- Task prompt: From the forum post below about the ARMCI error, list the column headings of the CCSDT iterations table.

- Extract provided:
Further to the above, I run into exactly the same problem. For a calculation on a slightly larger system. Here I use 20 nodes, 6 cores per node in use and the other 6 idle (i.e. I underpopulate the node). I set memory in the input file to "MEMORY stack 1000 mb heap 100 mb global 2550 mb" and set ARMCI_DEFAULT_SHMMAX in the run file to 15300. This time the EOM-CCSDT calculation stops in the ground state CCSDT calculation but with the same error message:
CCSDT iterations
--------------------------------------------------------
Iter Residuum Correlation Cpu Wall
--------------------------------------------------------
1 1.6034927654134 -1.1164830885139 290.1 287.2
84: error ival=4
(rank:84 hostname:red0627 pid:21926):ARMCI DASSERT fail. ../../ga-5-1/armci/src/devices/openib/openib.c:armci_call_data_server():2193 cond:(pdscr->status==IBV_WC_SUCCESS)
0: error ival=10
(rank:0 hostname:red0003 pid:28395):ARMCI DASSERT fail. ../../ga-5-1/armci/src/devices/openib/openib.c:armci_call_data_server():2193 cond:(pdscr->status==IBV_WC_SUCCESS)
Ironically, a calculation with ARMCI_DEFAULT_SHMMAX set to 4096 (i.e. with much less memory and less than no. of cores x requested global memory per core) continuous well beyond this point (although I'm fairly sure it will eventually crash).
Are ARMCI_DEFAULT_SHMMAX values restricted to certain special values? I noticed that all the examples given on the forum tend to be integer multiples of 1024.
Thanks,
Martijn
|

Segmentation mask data
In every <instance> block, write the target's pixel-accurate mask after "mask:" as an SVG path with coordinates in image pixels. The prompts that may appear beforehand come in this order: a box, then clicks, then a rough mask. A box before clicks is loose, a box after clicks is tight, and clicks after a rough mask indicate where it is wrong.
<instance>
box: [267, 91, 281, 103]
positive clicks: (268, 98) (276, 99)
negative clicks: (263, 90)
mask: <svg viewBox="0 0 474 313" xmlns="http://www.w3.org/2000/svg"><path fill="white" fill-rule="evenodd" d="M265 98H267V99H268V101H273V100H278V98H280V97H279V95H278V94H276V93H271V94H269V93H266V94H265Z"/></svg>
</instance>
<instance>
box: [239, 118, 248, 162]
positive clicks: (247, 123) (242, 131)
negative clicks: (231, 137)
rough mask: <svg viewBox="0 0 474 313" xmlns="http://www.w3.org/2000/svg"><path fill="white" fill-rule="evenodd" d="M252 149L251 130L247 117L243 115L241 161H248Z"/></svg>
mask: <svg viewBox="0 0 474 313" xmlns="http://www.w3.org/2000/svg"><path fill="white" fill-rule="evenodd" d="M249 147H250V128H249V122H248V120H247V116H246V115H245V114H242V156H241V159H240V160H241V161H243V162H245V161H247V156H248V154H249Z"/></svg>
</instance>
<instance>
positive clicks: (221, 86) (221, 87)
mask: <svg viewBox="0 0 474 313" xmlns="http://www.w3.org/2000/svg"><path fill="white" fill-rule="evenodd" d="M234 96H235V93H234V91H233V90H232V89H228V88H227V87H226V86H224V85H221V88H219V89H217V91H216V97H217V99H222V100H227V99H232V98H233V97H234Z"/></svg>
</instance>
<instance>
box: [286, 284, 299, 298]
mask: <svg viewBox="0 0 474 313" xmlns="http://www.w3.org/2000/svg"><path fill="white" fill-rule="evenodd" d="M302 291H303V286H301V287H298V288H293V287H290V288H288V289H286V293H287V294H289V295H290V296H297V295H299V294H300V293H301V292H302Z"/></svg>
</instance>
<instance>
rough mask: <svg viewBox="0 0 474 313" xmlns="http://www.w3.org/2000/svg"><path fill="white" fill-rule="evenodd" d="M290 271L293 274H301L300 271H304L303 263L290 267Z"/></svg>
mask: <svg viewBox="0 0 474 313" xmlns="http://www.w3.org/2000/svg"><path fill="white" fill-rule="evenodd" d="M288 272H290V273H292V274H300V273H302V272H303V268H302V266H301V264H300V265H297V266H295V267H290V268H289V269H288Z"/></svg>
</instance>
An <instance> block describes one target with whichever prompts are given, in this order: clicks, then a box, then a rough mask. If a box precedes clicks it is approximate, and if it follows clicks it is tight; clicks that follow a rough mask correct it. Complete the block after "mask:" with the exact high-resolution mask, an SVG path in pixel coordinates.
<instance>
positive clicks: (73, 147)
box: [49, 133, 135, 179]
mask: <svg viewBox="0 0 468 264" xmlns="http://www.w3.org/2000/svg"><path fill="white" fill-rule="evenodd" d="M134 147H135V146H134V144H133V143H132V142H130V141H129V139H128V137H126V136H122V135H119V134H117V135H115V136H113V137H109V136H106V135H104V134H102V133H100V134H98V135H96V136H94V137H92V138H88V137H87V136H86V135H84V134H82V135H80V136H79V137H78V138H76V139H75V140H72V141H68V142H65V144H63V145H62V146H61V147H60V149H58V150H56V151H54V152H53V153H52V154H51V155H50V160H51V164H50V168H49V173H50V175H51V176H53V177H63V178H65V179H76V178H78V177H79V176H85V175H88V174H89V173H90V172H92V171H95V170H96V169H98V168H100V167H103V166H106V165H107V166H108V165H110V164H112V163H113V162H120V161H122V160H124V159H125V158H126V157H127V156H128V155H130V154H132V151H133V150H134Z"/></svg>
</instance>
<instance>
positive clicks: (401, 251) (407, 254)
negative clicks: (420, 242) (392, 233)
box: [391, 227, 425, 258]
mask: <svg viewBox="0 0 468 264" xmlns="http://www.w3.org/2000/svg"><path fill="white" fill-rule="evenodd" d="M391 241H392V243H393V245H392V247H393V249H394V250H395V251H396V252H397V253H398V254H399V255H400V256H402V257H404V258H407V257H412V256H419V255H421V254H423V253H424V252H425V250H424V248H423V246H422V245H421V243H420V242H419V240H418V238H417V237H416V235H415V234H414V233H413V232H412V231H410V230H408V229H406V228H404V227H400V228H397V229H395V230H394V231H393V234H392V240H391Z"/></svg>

- Exercise solution: Iter, Residuum, Correlation, Cpu, Wall